> [Required work]: Retype the forum post on a post-processing anti-aliasing method word for word, in full.

> [Text section]:
====

27 replies to this topic

[Styves]

Helloooo people of GameDev.net! How ya been?

I've got something I'd like to share with you, along with implementation details and results. I'm sure some of you with a deferred renderer will appreciate this.

It's a new method of post-processing anti-aliasing that I finished today. I haven't thought of a name for it yet (if anyone has any ideas, I'd be infinitely grateful). - (I found a name, see bottom of post) -

Anyway, Here's how it works:

1. Gather samples around the current pixel for edge detection. I use 8, 1 for each neighboring pixel (up, down, left, right, diagonals), I initially used 3 but that wasn't enough.
2. Use them to create a normal-map image of the entire screen. This is the edge detection. How you do this is entirely up to you. Scroll down the page to see some sample code of how I do it.
3. Average 5 samples of the scene using the new normal image as offset coordinates (quincux pattern).

As simple as it sounds it actually works extremely well in most cases, as seen below. Images rendered with CryEngine2.

Left is post-AA, right is no AA. Image scaled by 200%.


Gif animation comparing the two. Also scaled by 200%.


Here's the heart of my algorithm, the edge detection.


Pros:
- Easily implemented: it's just a post effect.

====

> [Data]:
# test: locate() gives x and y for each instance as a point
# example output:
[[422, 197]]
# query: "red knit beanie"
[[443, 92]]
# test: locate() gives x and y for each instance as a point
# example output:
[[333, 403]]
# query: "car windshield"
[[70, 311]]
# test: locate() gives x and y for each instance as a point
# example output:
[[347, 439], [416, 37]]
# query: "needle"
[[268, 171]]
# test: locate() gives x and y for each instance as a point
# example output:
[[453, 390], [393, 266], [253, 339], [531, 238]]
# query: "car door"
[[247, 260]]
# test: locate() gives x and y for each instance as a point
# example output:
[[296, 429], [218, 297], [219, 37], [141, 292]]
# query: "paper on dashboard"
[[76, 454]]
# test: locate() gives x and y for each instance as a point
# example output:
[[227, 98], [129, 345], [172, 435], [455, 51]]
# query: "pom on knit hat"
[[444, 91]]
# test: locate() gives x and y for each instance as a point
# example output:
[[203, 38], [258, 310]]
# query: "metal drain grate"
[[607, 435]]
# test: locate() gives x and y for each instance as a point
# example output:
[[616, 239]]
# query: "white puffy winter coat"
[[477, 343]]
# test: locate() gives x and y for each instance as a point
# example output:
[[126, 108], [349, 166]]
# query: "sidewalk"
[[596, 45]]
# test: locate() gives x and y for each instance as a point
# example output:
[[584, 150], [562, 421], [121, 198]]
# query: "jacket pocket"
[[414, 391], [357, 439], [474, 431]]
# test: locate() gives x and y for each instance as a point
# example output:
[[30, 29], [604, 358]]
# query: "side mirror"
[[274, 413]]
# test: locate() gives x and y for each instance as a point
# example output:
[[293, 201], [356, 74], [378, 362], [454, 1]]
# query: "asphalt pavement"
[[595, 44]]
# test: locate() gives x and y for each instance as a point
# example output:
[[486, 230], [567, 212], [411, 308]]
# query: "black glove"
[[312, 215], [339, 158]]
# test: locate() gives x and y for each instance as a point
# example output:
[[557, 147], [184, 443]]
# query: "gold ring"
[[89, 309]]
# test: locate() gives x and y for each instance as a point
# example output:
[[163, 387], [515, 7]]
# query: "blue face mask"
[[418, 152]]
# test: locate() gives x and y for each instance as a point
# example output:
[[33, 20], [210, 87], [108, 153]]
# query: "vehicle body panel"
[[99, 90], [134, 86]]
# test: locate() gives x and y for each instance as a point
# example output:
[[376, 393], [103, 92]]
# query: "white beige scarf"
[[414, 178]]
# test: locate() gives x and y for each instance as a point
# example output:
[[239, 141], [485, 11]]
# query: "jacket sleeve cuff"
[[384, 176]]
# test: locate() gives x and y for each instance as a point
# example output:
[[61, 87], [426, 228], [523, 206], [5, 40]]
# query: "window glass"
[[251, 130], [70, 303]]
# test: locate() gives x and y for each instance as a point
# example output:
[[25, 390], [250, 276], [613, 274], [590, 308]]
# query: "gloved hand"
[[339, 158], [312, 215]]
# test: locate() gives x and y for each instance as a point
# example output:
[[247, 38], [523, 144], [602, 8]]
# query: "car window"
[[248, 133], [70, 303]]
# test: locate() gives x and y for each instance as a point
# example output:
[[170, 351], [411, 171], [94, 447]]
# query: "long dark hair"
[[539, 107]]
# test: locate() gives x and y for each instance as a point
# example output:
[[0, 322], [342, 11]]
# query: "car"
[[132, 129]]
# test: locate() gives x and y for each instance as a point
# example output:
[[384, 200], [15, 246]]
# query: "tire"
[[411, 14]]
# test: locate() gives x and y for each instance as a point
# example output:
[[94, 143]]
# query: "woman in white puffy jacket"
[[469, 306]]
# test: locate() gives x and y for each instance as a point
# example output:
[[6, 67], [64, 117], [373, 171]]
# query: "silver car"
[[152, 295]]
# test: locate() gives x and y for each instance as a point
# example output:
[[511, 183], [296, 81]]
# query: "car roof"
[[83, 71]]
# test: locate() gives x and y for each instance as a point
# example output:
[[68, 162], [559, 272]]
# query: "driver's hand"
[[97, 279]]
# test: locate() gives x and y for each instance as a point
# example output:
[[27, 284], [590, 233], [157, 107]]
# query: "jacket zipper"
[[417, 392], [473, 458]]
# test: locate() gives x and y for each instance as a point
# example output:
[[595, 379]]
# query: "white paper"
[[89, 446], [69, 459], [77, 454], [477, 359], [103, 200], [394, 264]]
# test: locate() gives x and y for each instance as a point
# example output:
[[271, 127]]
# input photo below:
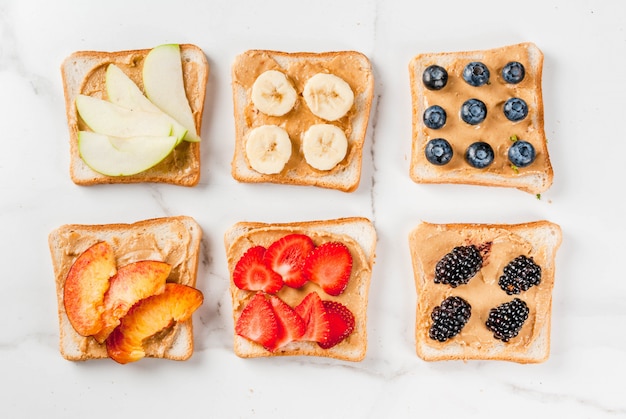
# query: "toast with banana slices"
[[478, 118], [301, 118]]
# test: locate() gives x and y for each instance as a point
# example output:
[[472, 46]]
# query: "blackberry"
[[449, 318], [458, 266], [519, 275], [506, 320]]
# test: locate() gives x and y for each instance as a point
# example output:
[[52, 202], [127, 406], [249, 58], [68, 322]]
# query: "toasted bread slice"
[[498, 244], [496, 129], [174, 240], [83, 72], [356, 233], [353, 67]]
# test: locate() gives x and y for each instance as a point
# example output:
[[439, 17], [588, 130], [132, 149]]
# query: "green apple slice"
[[122, 91], [164, 86], [110, 119], [113, 156]]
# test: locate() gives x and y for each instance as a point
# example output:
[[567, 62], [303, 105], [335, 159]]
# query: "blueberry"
[[476, 74], [473, 111], [435, 77], [479, 155], [515, 109], [435, 117], [513, 72], [438, 151], [521, 153]]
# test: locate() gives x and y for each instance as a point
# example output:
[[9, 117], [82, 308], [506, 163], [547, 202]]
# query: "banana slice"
[[328, 96], [324, 145], [268, 149], [273, 94]]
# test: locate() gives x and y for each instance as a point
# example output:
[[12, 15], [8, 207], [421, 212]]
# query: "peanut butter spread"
[[430, 243], [349, 67]]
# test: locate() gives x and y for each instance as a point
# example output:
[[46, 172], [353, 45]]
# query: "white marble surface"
[[584, 91]]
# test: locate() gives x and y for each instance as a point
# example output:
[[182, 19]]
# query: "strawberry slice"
[[252, 274], [258, 322], [286, 257], [290, 324], [341, 321], [311, 310], [329, 266]]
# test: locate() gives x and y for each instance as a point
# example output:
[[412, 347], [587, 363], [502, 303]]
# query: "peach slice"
[[150, 316], [132, 283], [85, 285]]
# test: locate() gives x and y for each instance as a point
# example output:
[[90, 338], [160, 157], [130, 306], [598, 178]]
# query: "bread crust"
[[357, 233], [539, 240], [182, 166], [355, 68], [495, 129], [175, 240]]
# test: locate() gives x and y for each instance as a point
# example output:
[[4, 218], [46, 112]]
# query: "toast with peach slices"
[[127, 291], [301, 288]]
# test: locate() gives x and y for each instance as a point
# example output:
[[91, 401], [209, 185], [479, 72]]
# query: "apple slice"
[[150, 316], [164, 85], [122, 91], [123, 156], [85, 285], [133, 282]]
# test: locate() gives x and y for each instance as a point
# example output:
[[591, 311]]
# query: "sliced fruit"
[[132, 283], [312, 311], [164, 85], [286, 257], [341, 321], [85, 285], [150, 316], [329, 266], [252, 274], [257, 322], [290, 325], [123, 156]]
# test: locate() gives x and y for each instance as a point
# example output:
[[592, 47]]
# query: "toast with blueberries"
[[478, 118], [484, 291]]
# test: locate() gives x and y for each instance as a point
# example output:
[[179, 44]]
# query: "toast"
[[498, 244], [299, 69], [174, 240], [358, 234], [436, 162], [83, 72]]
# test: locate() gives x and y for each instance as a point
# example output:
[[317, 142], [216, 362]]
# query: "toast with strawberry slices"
[[301, 288]]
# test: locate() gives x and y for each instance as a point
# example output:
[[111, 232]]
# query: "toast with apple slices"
[[318, 309], [176, 162], [174, 241]]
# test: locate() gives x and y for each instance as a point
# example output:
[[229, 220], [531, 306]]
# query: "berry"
[[258, 322], [252, 274], [515, 109], [513, 72], [311, 310], [458, 266], [473, 111], [286, 257], [290, 324], [479, 155], [521, 153], [435, 77], [449, 318], [438, 151], [329, 266], [476, 74], [341, 322], [519, 275], [435, 117], [506, 320]]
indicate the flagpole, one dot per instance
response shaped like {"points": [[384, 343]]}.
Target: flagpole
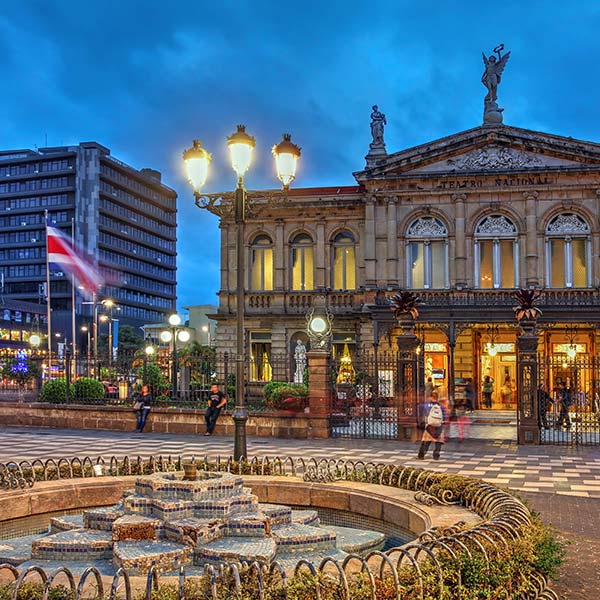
{"points": [[48, 311], [73, 320]]}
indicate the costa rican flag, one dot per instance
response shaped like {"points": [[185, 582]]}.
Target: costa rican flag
{"points": [[62, 253]]}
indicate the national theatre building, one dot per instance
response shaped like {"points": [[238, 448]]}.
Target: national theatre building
{"points": [[462, 222]]}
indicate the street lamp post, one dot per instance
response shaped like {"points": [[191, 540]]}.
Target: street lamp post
{"points": [[86, 329], [148, 352], [176, 333], [206, 329], [197, 160]]}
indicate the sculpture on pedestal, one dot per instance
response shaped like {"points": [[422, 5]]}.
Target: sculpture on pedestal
{"points": [[300, 358], [491, 79]]}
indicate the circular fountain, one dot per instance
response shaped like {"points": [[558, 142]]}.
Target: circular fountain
{"points": [[171, 520]]}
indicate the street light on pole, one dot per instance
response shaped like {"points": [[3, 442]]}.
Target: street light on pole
{"points": [[197, 161], [175, 334], [148, 352]]}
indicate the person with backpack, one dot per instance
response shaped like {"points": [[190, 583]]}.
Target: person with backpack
{"points": [[434, 429]]}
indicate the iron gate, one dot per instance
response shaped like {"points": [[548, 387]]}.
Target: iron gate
{"points": [[570, 415], [367, 400]]}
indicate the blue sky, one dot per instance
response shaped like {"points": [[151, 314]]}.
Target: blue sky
{"points": [[146, 77]]}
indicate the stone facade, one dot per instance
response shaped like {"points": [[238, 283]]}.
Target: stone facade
{"points": [[463, 221]]}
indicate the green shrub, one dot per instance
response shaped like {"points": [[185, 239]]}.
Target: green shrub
{"points": [[87, 388], [54, 391]]}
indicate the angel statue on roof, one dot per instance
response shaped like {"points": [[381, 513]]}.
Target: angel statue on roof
{"points": [[493, 72]]}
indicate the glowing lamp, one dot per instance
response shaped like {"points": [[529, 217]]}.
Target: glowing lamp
{"points": [[286, 155], [240, 149], [196, 161], [183, 336], [174, 320]]}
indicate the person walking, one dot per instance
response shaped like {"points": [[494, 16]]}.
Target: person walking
{"points": [[544, 404], [145, 405], [487, 388], [565, 400], [434, 429], [216, 401]]}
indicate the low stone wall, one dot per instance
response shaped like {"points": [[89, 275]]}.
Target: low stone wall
{"points": [[162, 420]]}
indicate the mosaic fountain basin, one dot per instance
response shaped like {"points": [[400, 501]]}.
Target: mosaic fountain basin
{"points": [[168, 521]]}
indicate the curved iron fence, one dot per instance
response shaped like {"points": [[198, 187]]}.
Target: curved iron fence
{"points": [[505, 520]]}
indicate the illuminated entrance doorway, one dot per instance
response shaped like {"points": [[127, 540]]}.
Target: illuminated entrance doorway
{"points": [[498, 376]]}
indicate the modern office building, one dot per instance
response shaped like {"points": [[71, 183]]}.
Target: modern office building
{"points": [[124, 220]]}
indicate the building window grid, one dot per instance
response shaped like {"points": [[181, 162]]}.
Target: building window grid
{"points": [[568, 228]]}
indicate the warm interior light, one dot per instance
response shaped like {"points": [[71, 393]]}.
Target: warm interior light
{"points": [[196, 161], [174, 320], [286, 156], [240, 148]]}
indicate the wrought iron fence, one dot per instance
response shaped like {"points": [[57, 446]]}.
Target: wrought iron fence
{"points": [[369, 399], [569, 403], [430, 565]]}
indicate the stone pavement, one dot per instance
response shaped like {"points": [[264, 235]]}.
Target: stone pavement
{"points": [[563, 471]]}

====

> [Solved exercise]:
27 replies to this topic

[Styves]

Helloooo people of GameDev.net! How ya been?

I've got something I'd like to share with you, along with implementation details and results. I'm sure some of you with a deferred renderer will appreciate this.

It's a new method of post-processing anti-aliasing that I finished today. I haven't thought of a name for it yet (if anyone has any ideas, I'd be infinitely grateful). - (I found a name, see bottom of post) -

Anyway, Here's how it works:

1. Gather samples around the current pixel for edge detection. I use 8, 1 for each neighboring pixel (up, down, left, right, diagonals), I initially used 3 but that wasn't enough.
2. Use them to create a normal-map image of the entire screen. This is the edge detection. How you do this is entirely up to you. Scroll down the page to see some sample code of how I do it.
3. Average 5 samples of the scene using the new normal image as offset coordinates (quincux pattern).

As simple as it sounds it actually works extremely well in most cases, as seen below. Images rendered with CryEngine2.

Left is post-AA, right is no AA. Image scaled by 200%.


Gif animation comparing the two. Also scaled by 200%.


Here's the heart of my algorithm, the edge detection.


Pros:
- Easily implemented: it's just a post effect.